PESQUISAS Jean Marcel Carvalho França conta que o livro surgiu do encontro de historiadores com experiências acumuladas em décadas de pesquisa sobre viagens e narrativas relativas ao Brasil colonial. “E também, o que não é de pouca importância, da preocupação em dar à história uma qualidade acessível a públicos mais amplos”, conta. A escolha dos personagens veio da intenção de explicar o que representou a atividade corsária em dois momentos distintos da história do Brasil: no século 16, quando o domínio português sobre o território ainda era tênue e incerto, e no século 18, quando a partilha da América entre as nações europeias estava praticamente consolidada.

“Ainda que existam outros piratas e corsários que andaram pela costa brasileira durante ambos os períodos, Cavendish, Lancaster, Du Clerc e Duguay-Trouin pareceram-nos não os mais importantes, mas os mais ilustrativos”, explica o historiador. Piratas e corsários eram o terror das populações das vilas litorâneas por serem capazes de praticar algo habitual depois do saque, contado com naturalidade nos textos que deixaram: queimar vilas inteiras, além de muitas outras atrocidades.

De acordo com o historiador, a propagação das notícias sobre o Novo Mundo e o consequente impacto de tais novidades sobre a cultura, a economia e a sociedade europeias foram lentos. “Até o final do século 16, notícias vindas das terras do Oriente geravam muito mais interesse e tinham muito mais repercussão entre o público europeu. A América passa a ocupar um lugar realmente importante no pensamento do Velho Mundo a partir das últimas décadas dos anos 1500”, explica.

....

▶ _Descrição da atividade_
Responda às perguntas abaixo com base no texto sobre corsários no Brasil.
(a) Quais são os dois séculos da história do Brasil que a escolha dos personagens pretende ilustrar?
(b) Quais são os quatro piratas e corsários apontados pelo historiador como os mais ilustrativos?
(c) Segundo o historiador, a partir de quando a América passa a ocupar um lugar realmente importante no pensamento do Velho Mundo?

....

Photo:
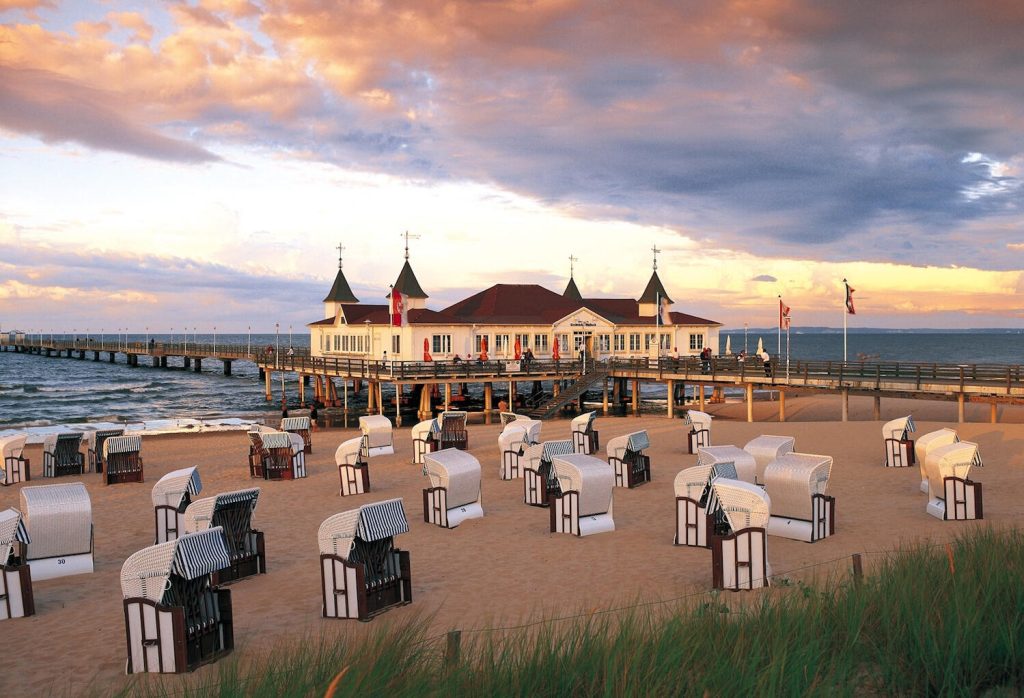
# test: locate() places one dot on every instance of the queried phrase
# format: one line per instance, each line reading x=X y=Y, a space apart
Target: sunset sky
x=197 y=164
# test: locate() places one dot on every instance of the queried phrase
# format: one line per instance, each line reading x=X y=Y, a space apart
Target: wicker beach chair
x=233 y=513
x=302 y=427
x=952 y=495
x=699 y=434
x=539 y=482
x=586 y=439
x=512 y=443
x=739 y=554
x=353 y=468
x=123 y=460
x=15 y=468
x=361 y=572
x=60 y=454
x=15 y=578
x=455 y=493
x=924 y=445
x=767 y=448
x=743 y=464
x=59 y=522
x=175 y=619
x=377 y=430
x=627 y=456
x=94 y=446
x=452 y=432
x=583 y=505
x=800 y=509
x=424 y=439
x=171 y=496
x=898 y=446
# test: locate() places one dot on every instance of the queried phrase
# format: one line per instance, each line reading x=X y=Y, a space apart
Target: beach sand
x=506 y=567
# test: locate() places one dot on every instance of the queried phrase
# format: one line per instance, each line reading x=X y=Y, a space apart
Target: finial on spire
x=408 y=236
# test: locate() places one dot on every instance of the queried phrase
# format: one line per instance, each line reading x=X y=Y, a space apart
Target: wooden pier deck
x=993 y=384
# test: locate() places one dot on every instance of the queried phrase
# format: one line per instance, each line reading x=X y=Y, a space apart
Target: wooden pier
x=614 y=378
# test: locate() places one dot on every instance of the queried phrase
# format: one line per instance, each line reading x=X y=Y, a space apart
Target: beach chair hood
x=170 y=490
x=146 y=573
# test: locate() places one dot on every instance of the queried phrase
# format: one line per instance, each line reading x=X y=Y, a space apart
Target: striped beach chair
x=58 y=519
x=233 y=513
x=171 y=496
x=14 y=468
x=15 y=579
x=300 y=426
x=583 y=504
x=539 y=482
x=627 y=456
x=123 y=459
x=175 y=619
x=361 y=572
x=60 y=454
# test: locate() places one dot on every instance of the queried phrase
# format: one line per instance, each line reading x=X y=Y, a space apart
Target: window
x=440 y=344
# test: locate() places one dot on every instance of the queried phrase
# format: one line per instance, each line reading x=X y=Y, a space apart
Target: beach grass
x=930 y=620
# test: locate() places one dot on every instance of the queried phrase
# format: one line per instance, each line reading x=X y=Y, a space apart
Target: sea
x=44 y=394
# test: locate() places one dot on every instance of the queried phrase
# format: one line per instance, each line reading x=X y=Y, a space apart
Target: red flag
x=849 y=299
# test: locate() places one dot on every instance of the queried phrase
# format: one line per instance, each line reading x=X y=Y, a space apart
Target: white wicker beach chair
x=539 y=480
x=800 y=508
x=361 y=572
x=899 y=446
x=744 y=465
x=739 y=558
x=14 y=468
x=59 y=523
x=586 y=439
x=583 y=505
x=767 y=448
x=627 y=456
x=15 y=578
x=122 y=460
x=699 y=434
x=171 y=496
x=455 y=493
x=353 y=467
x=302 y=427
x=424 y=439
x=233 y=513
x=94 y=446
x=512 y=442
x=175 y=620
x=926 y=443
x=60 y=454
x=377 y=429
x=952 y=495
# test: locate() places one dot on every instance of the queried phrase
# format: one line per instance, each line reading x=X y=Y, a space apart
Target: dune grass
x=930 y=621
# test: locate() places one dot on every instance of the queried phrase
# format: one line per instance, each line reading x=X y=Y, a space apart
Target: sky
x=197 y=164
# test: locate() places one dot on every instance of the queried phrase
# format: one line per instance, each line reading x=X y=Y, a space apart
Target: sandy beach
x=506 y=567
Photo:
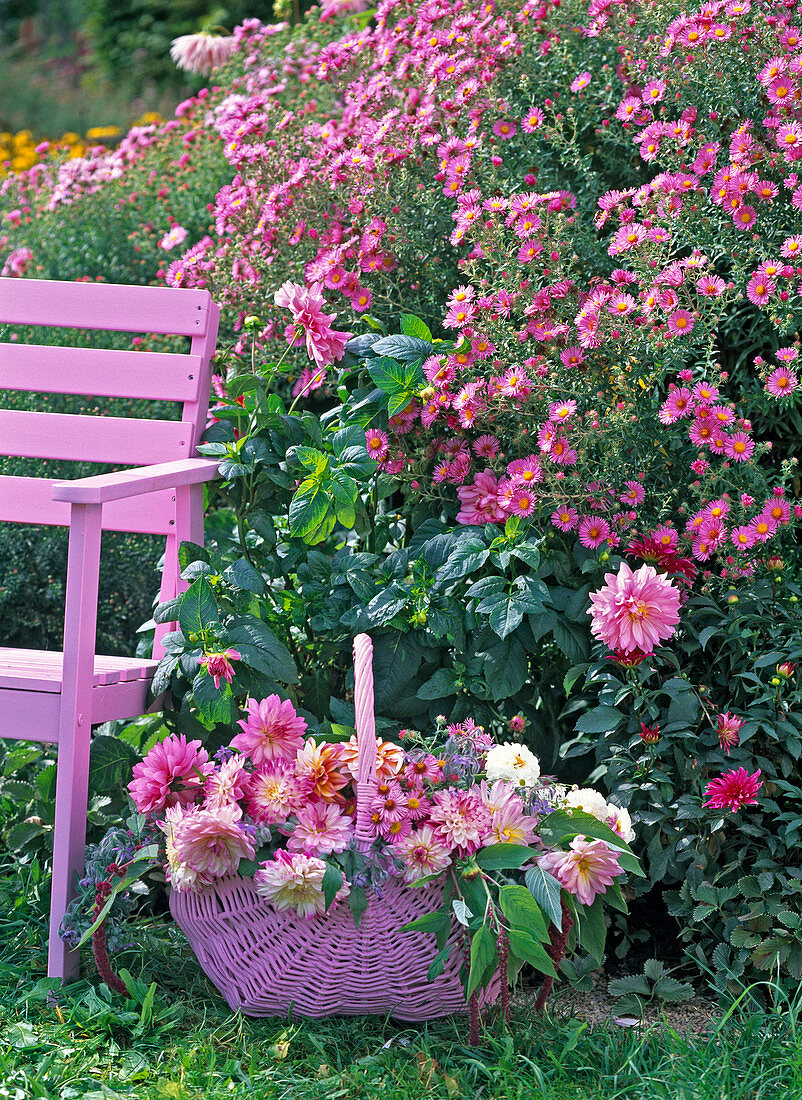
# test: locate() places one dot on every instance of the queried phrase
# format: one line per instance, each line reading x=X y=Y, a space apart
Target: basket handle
x=366 y=782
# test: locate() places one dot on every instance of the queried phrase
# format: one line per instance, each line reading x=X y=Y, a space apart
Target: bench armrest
x=116 y=486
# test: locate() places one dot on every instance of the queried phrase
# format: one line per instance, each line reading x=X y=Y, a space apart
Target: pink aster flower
x=635 y=609
x=461 y=820
x=173 y=773
x=586 y=869
x=323 y=344
x=727 y=726
x=275 y=792
x=293 y=881
x=739 y=447
x=321 y=828
x=424 y=853
x=211 y=842
x=733 y=790
x=272 y=730
x=218 y=664
x=480 y=501
x=781 y=383
x=201 y=53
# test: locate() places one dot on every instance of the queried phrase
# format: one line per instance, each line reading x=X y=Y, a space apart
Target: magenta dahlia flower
x=635 y=609
x=306 y=304
x=733 y=790
x=272 y=730
x=586 y=869
x=173 y=773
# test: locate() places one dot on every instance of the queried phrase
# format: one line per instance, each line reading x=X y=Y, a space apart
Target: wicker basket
x=268 y=964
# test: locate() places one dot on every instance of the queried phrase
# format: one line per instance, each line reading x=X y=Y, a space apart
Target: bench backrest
x=97 y=372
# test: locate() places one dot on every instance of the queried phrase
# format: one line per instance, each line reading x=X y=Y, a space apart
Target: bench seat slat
x=105 y=306
x=151 y=375
x=30 y=501
x=123 y=440
x=40 y=670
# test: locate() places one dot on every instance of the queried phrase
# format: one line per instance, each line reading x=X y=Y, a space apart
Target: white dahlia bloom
x=514 y=762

....

▶ _Resposta da atividade_
(a) O século 16 e o século 18.
(b) Cavendish, Lancaster, Du Clerc e Duguay-Trouin.
(c) A partir das últimas décadas dos anos 1500.